SELECTED EXTRACT:
◇ ◇ ◇ ◇ ◇ ◇ ◇
Serving As An On-Call Engineer

By Felicia Jackson
The first time I heard the term on call, I was about six years old. I was walking through a shopping mall with my mom when I noticed a strange black device clipped onto a man’s belt. I asked what it was, and she told me it was a pager and that he was probably a doctor who used it to be reached in case of an emergency. This was long before cell phones.
It was not until I was around ten or eleven that I began to understand the weight of that word. Both of my mom’s sisters were hospital nurses, and during nearly every family holiday, whether the Fourth of July, Thanksgiving, or Christmas, one or both were on call. I remember them stepping away to return a page, sometimes resolving things over the phone, but often heading into work.
As a child, I did not like it. It felt like they were missing out. I did not yet understand the responsibility and care that came with that role.
Today, as a consulting design engineer serving public agencies, I understand it clearly.
◇ ◇ ◇ ◇ ◇ ◇ ◇
Dataset entries

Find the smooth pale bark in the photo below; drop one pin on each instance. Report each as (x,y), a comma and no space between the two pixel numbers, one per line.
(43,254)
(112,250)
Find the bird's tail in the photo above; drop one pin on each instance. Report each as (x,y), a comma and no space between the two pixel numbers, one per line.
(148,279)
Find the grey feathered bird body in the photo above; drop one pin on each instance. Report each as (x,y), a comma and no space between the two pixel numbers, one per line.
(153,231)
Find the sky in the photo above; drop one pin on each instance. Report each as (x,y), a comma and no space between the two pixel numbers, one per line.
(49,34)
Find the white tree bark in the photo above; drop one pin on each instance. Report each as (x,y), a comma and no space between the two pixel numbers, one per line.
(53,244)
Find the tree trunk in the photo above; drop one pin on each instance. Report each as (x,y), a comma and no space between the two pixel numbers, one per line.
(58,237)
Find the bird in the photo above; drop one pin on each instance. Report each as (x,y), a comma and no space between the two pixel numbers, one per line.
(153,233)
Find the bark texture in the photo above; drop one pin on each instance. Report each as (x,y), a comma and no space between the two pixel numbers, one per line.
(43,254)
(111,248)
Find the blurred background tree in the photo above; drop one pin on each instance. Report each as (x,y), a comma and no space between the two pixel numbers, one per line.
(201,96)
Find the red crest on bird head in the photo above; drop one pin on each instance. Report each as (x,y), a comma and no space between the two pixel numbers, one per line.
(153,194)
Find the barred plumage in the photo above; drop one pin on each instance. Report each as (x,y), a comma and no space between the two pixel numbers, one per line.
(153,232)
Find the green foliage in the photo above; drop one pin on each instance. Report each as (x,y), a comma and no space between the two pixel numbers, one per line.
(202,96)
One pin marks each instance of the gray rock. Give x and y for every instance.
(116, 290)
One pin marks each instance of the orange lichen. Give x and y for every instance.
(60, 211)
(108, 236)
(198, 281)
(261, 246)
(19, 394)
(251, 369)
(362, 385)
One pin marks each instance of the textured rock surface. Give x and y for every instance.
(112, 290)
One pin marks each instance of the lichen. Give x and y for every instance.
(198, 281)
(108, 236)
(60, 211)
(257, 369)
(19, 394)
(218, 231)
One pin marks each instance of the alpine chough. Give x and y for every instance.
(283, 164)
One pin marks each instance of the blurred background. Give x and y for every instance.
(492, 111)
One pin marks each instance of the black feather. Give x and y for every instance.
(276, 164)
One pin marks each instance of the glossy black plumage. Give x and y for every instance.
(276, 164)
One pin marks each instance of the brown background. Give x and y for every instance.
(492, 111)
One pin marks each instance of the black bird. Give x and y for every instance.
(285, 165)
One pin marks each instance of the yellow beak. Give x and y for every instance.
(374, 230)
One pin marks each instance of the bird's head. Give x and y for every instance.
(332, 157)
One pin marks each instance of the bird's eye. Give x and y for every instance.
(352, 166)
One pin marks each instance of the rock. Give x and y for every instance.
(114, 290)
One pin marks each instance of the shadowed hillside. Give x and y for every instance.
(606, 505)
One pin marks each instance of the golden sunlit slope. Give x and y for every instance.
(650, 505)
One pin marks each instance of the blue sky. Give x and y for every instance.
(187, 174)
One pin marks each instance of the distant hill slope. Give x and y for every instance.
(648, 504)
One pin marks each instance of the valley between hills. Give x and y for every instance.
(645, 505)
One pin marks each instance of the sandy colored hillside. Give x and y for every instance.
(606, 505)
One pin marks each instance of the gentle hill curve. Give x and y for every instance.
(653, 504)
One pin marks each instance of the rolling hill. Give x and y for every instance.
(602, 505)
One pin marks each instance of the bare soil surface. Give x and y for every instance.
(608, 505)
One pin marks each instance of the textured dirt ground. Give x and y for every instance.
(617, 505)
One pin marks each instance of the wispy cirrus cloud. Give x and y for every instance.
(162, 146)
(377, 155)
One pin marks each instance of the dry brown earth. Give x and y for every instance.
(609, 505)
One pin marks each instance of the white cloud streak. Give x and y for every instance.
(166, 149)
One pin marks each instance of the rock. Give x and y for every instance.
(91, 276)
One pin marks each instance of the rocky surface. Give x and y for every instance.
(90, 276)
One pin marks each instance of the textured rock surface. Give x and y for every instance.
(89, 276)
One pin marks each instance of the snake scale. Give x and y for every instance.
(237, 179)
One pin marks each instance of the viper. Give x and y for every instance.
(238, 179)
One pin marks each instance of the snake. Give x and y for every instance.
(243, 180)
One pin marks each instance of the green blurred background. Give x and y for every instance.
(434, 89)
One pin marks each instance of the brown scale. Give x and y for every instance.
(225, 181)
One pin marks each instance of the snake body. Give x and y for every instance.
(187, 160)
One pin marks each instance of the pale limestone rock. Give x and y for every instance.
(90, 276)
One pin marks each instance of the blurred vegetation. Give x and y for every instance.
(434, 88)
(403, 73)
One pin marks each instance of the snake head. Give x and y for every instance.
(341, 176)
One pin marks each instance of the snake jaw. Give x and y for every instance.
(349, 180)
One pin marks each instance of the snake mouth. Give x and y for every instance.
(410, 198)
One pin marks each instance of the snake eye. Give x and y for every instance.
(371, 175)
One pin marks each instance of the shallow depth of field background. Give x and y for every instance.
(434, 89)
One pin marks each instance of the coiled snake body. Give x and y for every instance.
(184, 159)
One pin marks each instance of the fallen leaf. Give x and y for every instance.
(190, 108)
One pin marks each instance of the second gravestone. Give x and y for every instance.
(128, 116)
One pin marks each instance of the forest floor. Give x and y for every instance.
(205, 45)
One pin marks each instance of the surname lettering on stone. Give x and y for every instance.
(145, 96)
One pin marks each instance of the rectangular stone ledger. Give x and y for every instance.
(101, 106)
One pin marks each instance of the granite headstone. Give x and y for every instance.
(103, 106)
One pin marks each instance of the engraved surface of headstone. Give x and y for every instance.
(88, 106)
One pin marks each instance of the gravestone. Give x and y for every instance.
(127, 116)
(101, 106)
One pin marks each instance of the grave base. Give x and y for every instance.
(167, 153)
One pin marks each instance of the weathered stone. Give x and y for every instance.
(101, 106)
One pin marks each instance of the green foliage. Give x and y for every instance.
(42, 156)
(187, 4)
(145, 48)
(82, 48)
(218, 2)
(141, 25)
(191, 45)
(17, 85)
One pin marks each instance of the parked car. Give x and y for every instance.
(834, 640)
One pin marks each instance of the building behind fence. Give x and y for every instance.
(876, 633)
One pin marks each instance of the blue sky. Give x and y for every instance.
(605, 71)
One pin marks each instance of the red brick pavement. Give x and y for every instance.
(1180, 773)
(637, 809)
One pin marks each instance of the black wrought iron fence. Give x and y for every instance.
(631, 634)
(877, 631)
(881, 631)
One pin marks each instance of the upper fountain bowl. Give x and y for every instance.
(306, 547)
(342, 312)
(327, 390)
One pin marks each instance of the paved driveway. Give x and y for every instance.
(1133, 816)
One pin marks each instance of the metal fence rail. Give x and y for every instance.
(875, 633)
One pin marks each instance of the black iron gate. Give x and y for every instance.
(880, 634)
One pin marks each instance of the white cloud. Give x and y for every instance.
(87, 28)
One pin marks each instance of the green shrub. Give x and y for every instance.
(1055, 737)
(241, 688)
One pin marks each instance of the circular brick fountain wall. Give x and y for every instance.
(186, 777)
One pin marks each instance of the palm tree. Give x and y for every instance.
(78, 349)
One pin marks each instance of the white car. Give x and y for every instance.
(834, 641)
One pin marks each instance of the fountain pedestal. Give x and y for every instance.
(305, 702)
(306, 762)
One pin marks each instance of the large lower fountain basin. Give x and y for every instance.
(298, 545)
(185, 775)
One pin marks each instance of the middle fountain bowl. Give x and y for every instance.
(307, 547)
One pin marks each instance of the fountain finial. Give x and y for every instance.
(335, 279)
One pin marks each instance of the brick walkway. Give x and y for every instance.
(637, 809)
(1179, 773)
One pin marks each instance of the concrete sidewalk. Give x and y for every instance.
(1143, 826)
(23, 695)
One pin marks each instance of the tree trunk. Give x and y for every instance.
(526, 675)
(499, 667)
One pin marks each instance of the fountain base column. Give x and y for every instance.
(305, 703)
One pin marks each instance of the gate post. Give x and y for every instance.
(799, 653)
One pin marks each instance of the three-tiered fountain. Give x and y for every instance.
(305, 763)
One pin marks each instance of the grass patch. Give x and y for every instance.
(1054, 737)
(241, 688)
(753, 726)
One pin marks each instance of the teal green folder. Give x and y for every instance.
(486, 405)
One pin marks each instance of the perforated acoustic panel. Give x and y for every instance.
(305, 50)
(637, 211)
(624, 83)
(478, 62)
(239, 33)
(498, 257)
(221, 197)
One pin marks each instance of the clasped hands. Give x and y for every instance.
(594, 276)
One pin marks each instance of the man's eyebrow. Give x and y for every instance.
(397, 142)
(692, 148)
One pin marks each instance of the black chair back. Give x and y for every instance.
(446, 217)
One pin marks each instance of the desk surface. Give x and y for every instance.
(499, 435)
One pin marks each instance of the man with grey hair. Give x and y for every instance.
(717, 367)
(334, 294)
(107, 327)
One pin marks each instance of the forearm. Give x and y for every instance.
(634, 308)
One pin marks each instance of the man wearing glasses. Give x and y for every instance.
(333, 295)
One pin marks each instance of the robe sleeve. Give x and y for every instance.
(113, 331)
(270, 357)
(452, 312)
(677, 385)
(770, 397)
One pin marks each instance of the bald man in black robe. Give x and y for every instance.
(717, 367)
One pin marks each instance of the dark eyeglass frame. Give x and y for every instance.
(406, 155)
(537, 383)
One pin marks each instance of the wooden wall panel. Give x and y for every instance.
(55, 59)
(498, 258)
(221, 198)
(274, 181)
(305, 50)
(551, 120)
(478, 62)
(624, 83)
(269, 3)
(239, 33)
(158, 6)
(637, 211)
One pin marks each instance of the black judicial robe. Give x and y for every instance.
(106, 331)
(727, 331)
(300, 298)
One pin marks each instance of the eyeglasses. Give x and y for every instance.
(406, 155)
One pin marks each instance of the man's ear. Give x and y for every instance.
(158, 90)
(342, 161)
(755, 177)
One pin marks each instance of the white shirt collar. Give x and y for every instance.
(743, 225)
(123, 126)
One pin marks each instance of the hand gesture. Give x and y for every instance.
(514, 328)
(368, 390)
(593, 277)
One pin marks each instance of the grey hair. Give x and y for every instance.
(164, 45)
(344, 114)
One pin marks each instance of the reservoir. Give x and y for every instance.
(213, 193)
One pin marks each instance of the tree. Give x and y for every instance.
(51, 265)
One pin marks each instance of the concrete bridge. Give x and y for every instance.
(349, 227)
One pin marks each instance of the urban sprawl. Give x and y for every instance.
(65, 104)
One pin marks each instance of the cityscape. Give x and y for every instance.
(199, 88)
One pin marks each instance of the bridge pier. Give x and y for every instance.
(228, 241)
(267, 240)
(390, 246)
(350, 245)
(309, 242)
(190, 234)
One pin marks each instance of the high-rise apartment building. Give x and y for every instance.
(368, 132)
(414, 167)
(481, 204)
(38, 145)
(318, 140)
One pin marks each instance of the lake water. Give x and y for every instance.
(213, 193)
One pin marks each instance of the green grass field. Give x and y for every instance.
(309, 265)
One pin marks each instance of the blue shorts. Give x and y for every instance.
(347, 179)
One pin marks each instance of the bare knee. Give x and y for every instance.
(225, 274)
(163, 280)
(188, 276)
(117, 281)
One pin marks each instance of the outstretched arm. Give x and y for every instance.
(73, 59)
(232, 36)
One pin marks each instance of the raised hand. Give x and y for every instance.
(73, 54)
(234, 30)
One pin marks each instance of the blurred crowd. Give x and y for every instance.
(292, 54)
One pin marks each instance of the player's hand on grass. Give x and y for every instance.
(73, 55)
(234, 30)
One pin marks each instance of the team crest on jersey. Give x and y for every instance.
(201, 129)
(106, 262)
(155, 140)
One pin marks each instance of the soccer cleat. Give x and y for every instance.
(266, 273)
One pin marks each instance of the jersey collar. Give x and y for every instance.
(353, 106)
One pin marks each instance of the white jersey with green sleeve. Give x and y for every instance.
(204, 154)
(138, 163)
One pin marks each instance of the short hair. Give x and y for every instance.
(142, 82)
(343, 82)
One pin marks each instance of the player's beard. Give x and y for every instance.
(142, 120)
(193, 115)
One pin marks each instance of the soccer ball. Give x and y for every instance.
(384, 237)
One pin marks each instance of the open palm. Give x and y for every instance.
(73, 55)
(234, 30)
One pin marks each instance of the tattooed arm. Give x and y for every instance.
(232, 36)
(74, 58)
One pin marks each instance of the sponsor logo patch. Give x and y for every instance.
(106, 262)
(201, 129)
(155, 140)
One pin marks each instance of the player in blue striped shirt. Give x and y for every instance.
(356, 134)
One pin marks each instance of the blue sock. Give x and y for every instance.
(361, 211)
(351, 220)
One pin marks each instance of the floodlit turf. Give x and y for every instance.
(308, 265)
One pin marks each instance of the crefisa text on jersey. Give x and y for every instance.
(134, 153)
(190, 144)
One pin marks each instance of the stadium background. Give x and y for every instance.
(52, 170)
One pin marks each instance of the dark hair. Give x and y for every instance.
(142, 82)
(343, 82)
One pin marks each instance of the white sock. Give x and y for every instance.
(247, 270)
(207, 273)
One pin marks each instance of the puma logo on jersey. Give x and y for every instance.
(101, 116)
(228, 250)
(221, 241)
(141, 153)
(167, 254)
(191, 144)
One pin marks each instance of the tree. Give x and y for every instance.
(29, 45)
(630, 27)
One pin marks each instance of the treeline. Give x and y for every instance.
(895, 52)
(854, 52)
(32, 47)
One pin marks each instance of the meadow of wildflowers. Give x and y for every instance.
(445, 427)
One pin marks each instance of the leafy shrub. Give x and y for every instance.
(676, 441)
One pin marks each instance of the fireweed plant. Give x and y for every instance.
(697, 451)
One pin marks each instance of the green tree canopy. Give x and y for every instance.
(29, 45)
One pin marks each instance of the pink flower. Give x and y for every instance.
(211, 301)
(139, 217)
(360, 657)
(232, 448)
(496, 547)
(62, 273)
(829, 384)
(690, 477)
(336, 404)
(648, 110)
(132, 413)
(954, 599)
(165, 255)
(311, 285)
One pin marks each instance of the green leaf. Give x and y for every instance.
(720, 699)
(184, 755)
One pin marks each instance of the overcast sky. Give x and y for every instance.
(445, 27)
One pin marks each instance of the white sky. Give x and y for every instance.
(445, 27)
◇ ◇ ◇ ◇ ◇ ◇ ◇
PROBLEMS TO WORK ON:
1. Reproduce the passage of the on-call engineer essay from "Serving As An" up to and including "heading into work.".
2. Write the next part of the on-call engineer essay, picking up right after its final sentence.

RESPONSES IN ORDER:
1.
Serving As An On-Call Engineer

By Felicia Jackson
The first time I heard the term on call, I was about six years old. I was walking through a shopping mall with my mom when I noticed a strange black device clipped onto a man’s belt. I asked what it was, and she told me it was a pager and that he was probably a doctor who used it to be reached in case of an emergency. This was long before cell phones.
It was not until I was around ten or eleven that I began to understand the weight of that word. Both of my mom’s sisters were hospital nurses, and during nearly every family holiday, whether the Fourth of July, Thanksgiving, or Christmas, one or both were on call. I remember them stepping away to return a page, sometimes resolving things over the phone, but often heading into work.

2.
The Consultant’s Role in On Call Service
As consultants, we are not agency staff, but we serve alongside them. We extend the capacity of public works departments, utility authorities, and transportation divisions that are responsible for maintaining essential infrastructure with limited staff and demands that continue to grow.
Being selected for an agency’s on call list reflects demonstrated competence and trust. Public agencies do not place firms on these contracts lightly. When we are awarded an on-call contract, it signals that the agency trusts our technical judgment, responsiveness, and ability to represent their interests when conditions are uncertain. In many cases, we act as an extension of their engineering staff, making recommendations that carry public safety, financial, and political implications.

When infrastructure fails, agency leaders must balance operational response, regulatory compliance, public communication, and budget constraints, often at the same time. That is when the phone rings and we step in as trusted technical advisors.
The call may be routine, involving an aging sewer line needing replacement or erosion along a channel threatening infrastructure. Or it may demand immediate action: a water main break at 2 a.m., a collapsed storm drain during a major rainfall event, or, as two of my colleagues recently experienced, a collapsed steam tunnel beneath a primary roadway and downed power lines caused by an ice storm. In every case, our clients count on our responsiveness and expertise.
A Changing Infrastructure Environment
On call engineering contracts have evolved from supplemental services into essential tools for managing risk for public agencies.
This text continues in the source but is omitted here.